◆ **Excerpt to read**
—————

That hamster was defective. Period.
Plus, they only live, like, three years.

I looked it up and he would have
been dead by now anyway.

- So, world, stop with the hamster already.
- But, the turtle...

- The same thing with the turtle.
- Yeah, but they live to be 90.

I will take care of this dog. I promise.

- Now, would you like a beer?
- Sure.

Okay. Just distract him while I'm drinking.

And don't let him see the bottle opener.

- How much did you spend on all this?
- Tons.

- For a stupid dog.
- You're acting like you don't like dogs.

- I don't like dogs.
- He heard you.

- What, he speaks English?
- Since when do you not like dogs?

Since all the times
I made that really, really clear,

which is every time
I've ever been around a dog.

What is there not to like about dogs?

They're dirty. They're a pain to train.

They're a pain to wash.

—————

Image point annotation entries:
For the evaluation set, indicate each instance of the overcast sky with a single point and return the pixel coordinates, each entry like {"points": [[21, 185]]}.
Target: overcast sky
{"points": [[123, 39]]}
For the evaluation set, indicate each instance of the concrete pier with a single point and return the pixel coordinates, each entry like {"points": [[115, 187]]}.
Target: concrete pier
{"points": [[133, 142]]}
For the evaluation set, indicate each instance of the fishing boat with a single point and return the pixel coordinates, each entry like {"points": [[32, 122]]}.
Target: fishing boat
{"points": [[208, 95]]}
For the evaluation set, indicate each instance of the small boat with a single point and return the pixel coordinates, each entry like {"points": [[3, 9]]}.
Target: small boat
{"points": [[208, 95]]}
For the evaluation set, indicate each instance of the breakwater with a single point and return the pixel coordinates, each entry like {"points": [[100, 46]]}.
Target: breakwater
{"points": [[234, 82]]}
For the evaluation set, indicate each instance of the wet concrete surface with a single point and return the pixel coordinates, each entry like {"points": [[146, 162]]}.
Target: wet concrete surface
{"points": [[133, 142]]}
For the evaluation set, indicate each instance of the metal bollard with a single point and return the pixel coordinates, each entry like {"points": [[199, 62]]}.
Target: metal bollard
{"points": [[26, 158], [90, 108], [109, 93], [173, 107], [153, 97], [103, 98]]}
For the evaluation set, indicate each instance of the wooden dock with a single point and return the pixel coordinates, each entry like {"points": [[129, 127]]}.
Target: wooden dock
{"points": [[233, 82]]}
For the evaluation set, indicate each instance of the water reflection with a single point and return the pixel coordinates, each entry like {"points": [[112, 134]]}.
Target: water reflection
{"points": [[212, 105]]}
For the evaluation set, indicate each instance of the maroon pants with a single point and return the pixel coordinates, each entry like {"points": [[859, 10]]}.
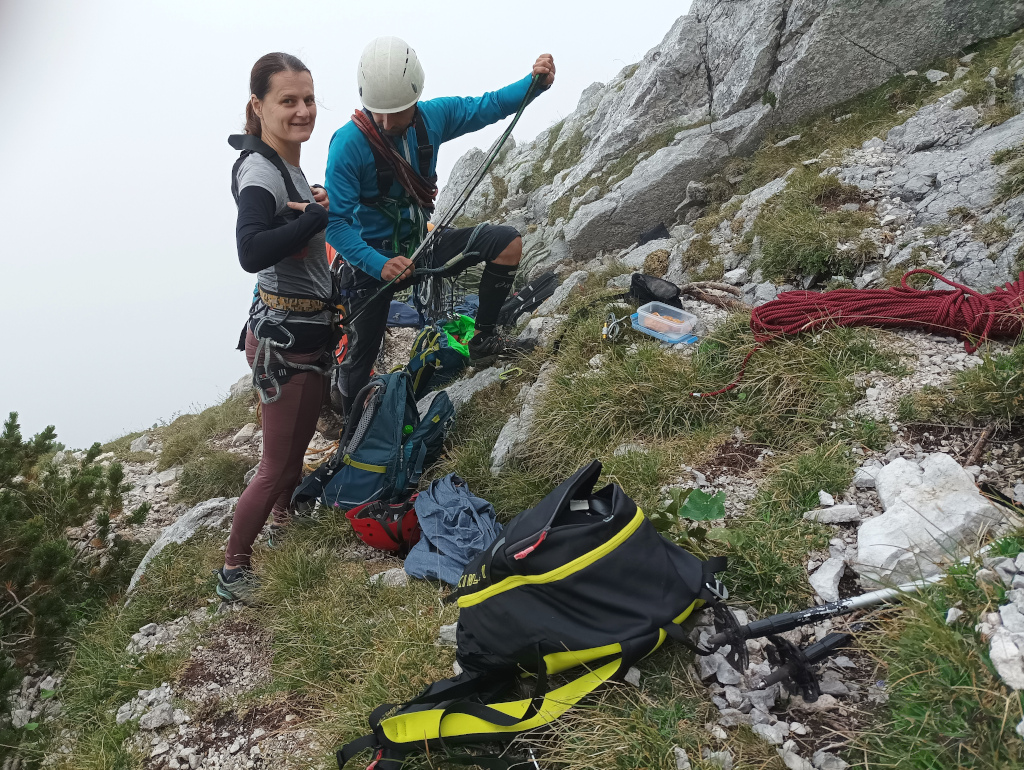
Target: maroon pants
{"points": [[288, 425]]}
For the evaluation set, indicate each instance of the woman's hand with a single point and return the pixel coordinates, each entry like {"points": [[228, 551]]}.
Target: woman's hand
{"points": [[301, 206], [545, 67], [320, 196], [396, 266]]}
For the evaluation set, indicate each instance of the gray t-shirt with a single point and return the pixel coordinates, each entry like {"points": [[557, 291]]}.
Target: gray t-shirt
{"points": [[304, 274]]}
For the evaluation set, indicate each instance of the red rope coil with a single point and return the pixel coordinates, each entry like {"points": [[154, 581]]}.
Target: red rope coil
{"points": [[960, 311], [416, 185]]}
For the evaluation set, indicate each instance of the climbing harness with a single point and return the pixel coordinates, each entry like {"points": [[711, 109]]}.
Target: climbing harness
{"points": [[613, 327], [446, 219], [973, 316], [270, 369]]}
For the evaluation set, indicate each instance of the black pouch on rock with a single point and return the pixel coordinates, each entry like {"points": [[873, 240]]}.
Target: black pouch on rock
{"points": [[644, 289]]}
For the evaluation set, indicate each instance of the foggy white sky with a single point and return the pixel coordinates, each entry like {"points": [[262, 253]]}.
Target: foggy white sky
{"points": [[122, 293]]}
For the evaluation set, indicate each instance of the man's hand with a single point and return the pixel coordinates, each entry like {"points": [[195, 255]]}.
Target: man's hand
{"points": [[320, 196], [299, 206], [545, 67], [396, 266]]}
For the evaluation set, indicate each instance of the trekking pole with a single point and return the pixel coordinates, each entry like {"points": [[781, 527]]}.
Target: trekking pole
{"points": [[462, 199], [788, 621]]}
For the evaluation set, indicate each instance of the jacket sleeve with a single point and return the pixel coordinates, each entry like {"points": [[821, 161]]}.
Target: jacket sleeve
{"points": [[260, 244], [343, 181], [463, 115]]}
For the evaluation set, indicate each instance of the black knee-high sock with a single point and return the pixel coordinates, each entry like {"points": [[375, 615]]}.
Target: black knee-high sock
{"points": [[496, 284]]}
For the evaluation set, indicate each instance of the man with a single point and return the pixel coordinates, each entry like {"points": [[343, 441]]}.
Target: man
{"points": [[394, 142]]}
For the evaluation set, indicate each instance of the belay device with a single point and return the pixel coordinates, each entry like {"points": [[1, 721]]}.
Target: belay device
{"points": [[595, 552]]}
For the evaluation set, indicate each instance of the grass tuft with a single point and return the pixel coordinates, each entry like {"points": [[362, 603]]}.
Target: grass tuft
{"points": [[993, 390], [212, 474], [802, 227]]}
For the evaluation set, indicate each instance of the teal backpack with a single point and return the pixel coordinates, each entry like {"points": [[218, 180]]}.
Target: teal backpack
{"points": [[384, 448], [439, 353]]}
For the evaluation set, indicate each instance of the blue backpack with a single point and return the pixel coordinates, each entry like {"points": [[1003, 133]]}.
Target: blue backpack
{"points": [[384, 448]]}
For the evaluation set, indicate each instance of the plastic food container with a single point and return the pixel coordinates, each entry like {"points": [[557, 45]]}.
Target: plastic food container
{"points": [[669, 323]]}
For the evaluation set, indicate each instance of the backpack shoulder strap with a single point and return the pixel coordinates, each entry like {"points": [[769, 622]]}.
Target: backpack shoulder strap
{"points": [[384, 171], [424, 150], [248, 144]]}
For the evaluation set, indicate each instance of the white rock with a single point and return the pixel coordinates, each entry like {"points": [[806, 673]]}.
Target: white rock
{"points": [[727, 675], [841, 514], [864, 477], [721, 760], [795, 762], [245, 434], [449, 634], [824, 761], [682, 759], [242, 387], [393, 578], [825, 579], [1007, 658], [552, 304], [933, 512]]}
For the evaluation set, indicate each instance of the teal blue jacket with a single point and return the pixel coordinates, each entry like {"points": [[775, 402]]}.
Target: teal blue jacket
{"points": [[351, 174]]}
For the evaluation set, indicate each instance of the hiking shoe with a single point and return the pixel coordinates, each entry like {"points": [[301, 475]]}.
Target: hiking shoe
{"points": [[276, 535], [242, 590], [330, 424], [485, 349]]}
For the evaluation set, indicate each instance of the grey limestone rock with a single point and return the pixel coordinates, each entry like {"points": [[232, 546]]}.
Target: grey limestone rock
{"points": [[825, 579], [208, 514], [393, 578]]}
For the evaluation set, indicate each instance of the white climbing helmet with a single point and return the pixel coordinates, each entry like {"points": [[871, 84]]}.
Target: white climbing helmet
{"points": [[390, 76]]}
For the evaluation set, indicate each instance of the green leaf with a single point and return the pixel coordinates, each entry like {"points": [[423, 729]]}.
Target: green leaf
{"points": [[702, 507]]}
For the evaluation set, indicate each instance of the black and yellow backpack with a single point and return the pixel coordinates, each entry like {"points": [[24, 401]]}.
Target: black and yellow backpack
{"points": [[582, 580]]}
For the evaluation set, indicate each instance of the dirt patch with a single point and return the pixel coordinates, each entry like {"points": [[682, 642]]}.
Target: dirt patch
{"points": [[267, 735], [231, 658]]}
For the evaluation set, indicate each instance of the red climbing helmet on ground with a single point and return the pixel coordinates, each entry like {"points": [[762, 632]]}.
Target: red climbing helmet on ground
{"points": [[386, 527]]}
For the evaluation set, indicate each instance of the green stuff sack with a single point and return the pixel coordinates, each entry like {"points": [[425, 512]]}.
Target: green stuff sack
{"points": [[581, 583], [439, 353]]}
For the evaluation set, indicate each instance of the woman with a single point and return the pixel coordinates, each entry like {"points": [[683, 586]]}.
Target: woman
{"points": [[282, 241]]}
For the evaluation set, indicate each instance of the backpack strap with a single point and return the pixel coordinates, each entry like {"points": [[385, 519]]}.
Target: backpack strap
{"points": [[249, 144], [384, 169]]}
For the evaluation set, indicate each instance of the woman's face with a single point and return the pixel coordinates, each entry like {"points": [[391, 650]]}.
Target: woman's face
{"points": [[289, 111]]}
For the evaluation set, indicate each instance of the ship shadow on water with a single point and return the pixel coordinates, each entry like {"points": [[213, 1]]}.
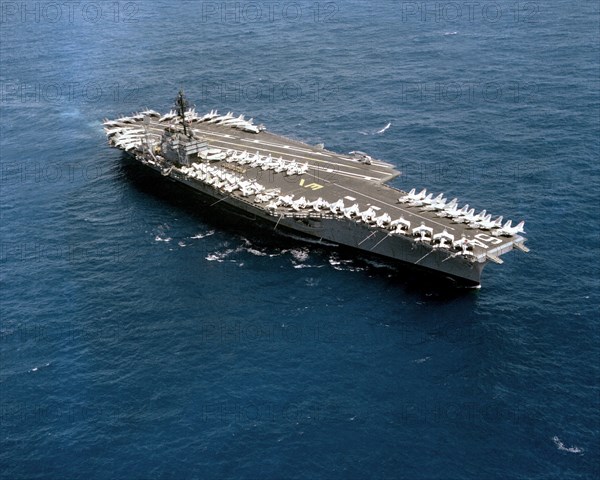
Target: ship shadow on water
{"points": [[412, 280]]}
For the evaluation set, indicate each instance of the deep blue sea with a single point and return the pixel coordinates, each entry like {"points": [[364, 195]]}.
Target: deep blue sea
{"points": [[140, 339]]}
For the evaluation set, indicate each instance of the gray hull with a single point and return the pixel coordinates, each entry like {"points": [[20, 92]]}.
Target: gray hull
{"points": [[216, 163]]}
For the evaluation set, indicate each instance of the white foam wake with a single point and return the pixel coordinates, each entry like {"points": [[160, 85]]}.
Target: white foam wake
{"points": [[561, 446]]}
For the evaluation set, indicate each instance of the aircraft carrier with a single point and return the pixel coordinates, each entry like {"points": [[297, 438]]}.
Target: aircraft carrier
{"points": [[293, 187]]}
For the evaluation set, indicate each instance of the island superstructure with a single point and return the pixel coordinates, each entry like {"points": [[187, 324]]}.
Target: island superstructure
{"points": [[293, 187]]}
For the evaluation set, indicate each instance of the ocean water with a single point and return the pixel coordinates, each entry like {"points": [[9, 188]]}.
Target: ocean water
{"points": [[140, 339]]}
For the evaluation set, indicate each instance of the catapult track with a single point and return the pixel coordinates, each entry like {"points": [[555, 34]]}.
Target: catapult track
{"points": [[342, 199]]}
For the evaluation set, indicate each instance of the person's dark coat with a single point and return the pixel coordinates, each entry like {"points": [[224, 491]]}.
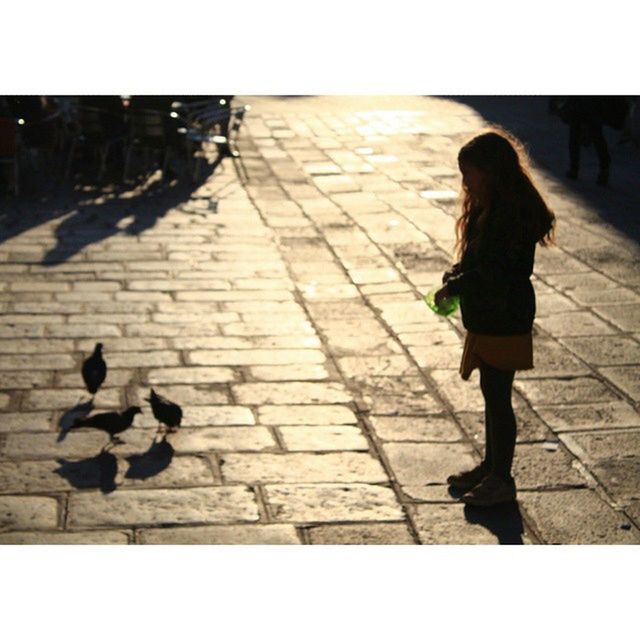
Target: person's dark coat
{"points": [[493, 277]]}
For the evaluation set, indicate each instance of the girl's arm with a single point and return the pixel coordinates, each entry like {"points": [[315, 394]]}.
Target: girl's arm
{"points": [[499, 259]]}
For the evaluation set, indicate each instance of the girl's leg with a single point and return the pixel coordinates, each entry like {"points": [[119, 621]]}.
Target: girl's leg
{"points": [[501, 436]]}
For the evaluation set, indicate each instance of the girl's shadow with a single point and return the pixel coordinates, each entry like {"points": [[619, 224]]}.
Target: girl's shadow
{"points": [[98, 472], [150, 463], [503, 520]]}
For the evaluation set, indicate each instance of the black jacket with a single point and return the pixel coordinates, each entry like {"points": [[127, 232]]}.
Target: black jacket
{"points": [[492, 279]]}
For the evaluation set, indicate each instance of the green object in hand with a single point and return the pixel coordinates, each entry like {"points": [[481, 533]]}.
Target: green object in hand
{"points": [[446, 307]]}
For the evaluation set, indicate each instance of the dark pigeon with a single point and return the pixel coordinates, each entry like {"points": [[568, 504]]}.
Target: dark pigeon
{"points": [[112, 422], [165, 411], [94, 370]]}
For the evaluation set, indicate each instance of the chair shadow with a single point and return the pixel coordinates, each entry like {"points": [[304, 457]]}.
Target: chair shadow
{"points": [[152, 462], [89, 213], [98, 472], [67, 419]]}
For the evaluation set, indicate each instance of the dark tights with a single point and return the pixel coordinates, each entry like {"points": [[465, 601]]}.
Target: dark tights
{"points": [[500, 421]]}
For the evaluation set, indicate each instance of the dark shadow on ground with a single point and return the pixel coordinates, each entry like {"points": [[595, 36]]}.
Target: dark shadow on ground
{"points": [[503, 520], [91, 213], [67, 419], [150, 463], [546, 138], [98, 472]]}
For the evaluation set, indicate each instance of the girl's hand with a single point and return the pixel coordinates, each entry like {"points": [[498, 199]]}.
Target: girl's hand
{"points": [[441, 295], [455, 269]]}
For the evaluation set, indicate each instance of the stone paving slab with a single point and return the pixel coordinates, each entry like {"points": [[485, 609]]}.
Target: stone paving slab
{"points": [[221, 534], [378, 534], [135, 508], [577, 517]]}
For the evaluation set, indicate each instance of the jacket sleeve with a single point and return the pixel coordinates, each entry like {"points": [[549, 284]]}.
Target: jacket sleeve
{"points": [[499, 258]]}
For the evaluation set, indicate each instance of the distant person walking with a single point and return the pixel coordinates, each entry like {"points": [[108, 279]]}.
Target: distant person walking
{"points": [[503, 218], [586, 115]]}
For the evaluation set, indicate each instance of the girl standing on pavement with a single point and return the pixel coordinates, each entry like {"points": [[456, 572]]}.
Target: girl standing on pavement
{"points": [[503, 218]]}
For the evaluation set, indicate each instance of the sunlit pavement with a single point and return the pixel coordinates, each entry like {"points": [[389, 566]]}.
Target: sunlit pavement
{"points": [[321, 398]]}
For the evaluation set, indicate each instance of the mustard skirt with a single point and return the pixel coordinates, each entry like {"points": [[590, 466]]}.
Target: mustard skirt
{"points": [[509, 353]]}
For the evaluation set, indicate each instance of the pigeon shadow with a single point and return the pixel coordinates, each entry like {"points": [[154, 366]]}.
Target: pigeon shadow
{"points": [[67, 419], [150, 463], [98, 472]]}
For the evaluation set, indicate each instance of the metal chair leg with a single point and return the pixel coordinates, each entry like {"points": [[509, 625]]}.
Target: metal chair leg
{"points": [[127, 162], [16, 183], [72, 150]]}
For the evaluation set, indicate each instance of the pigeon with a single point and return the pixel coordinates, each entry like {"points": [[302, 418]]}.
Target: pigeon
{"points": [[165, 411], [94, 370], [112, 422]]}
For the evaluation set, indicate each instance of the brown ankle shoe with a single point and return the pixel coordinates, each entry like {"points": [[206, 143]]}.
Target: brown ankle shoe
{"points": [[492, 490], [466, 480]]}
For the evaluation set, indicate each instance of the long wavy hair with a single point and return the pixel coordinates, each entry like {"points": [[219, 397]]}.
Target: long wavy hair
{"points": [[510, 195]]}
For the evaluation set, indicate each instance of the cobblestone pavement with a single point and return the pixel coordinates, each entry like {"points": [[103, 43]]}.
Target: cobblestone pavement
{"points": [[321, 398]]}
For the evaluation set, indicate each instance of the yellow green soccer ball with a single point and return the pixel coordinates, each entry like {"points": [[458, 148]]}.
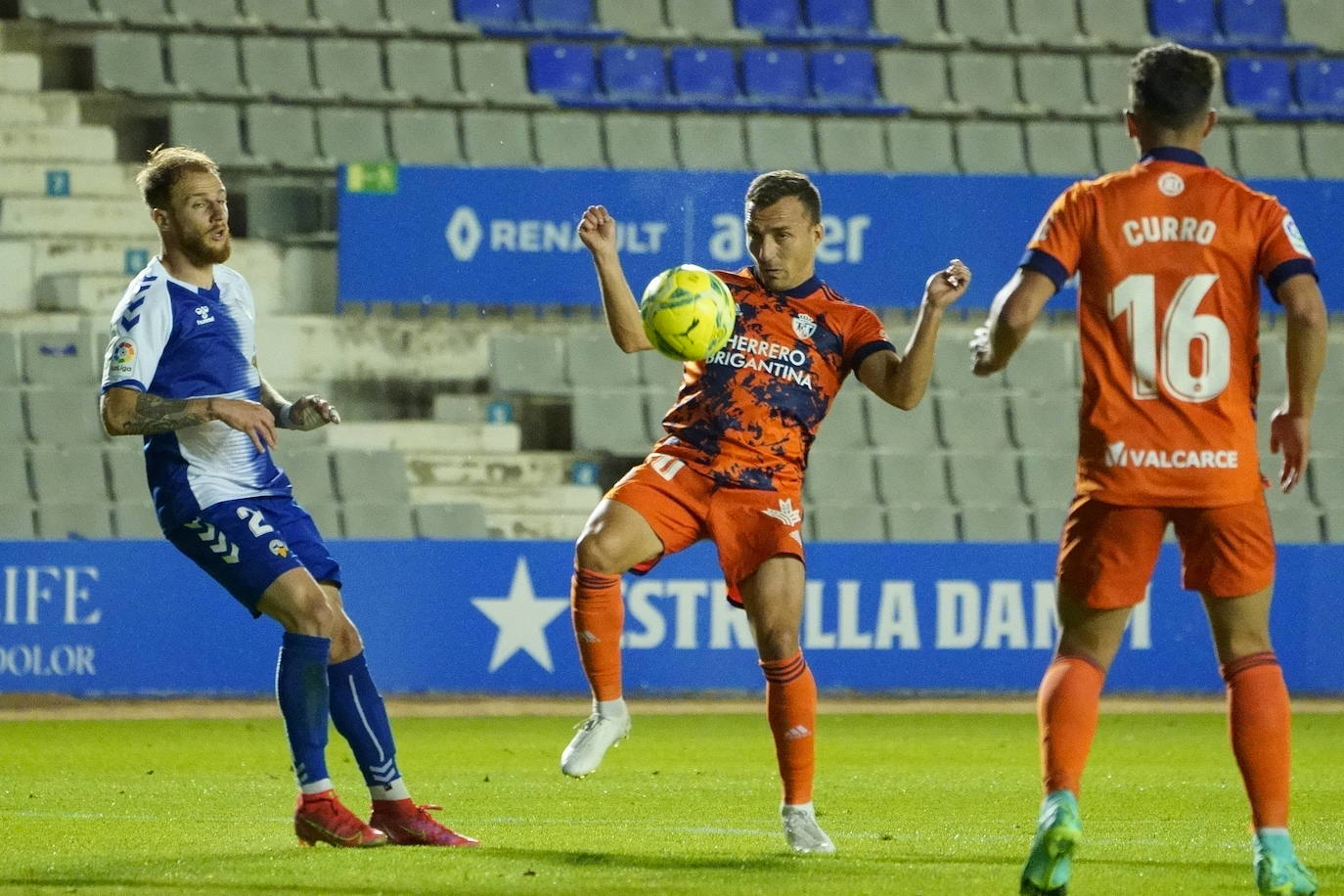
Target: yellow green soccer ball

—————

◆ **Actions to take**
A. Rewrite the listing lines as a numbered list, starting at the line that contains "For the evaluation set, indicate each instance of the white rock" and ending after the line that contains "Target: white rock", with blank lines omitted.
B. Extend the dialogue about the new dog by continuing it past its final line.
The dialogue and the listing are unrelated and should be treated as separate material.

◆ **Exercise responses**
A.
1. For the evaluation set, indicate each instance of the white rock with a single point and return the pixel coordinates, each entry like {"points": [[806, 673]]}.
2. Target: white rock

B.
They bark when they shouldn't.

They jump on you
when you don't want them to.

They chew things. They shed.
They lick themselves.

They make your house smell.

They make your car smell,
and they make you smell.

You know, I think it's very sad
that you've lost the little boy in you.

The little boy didn't like dogs, either.

Oh, you know, I just realized what this is.
This is our thing.

- What thing?
- This tradition of ours.

You claim to hate everything at first,

but it's just your initial stance
in a negotiation.

And then we talk and our opinions merge
and we find a happy middle.

No, a lot of times it's just how I feel,
and my mind doesn't change.

Okay. Okay, he's eating. Come on, let's go.
But don't make any sudden movements.

And don't drink. And don't look at him.

He's very self-conscious about his eating.
I'm the same way.

That's how I know this is gonna work.

Go, go, go, go.

You do realize your dog
has just driven us out of the house.

Don't worry, he's a quick eater. Come on.

- This is silly.
- What? We can hang out out here.

It's a nice night.

Okay, now, fill me in. How was your day?

I talked to some contractors
about the Twickham house.

Oh, yeah?

As soon as we make the offer,
they'll let us in,

we can start planning stuff,
remodeling, whatever.

- Good.
- And as soon as we're out of escrow,

- we can start work.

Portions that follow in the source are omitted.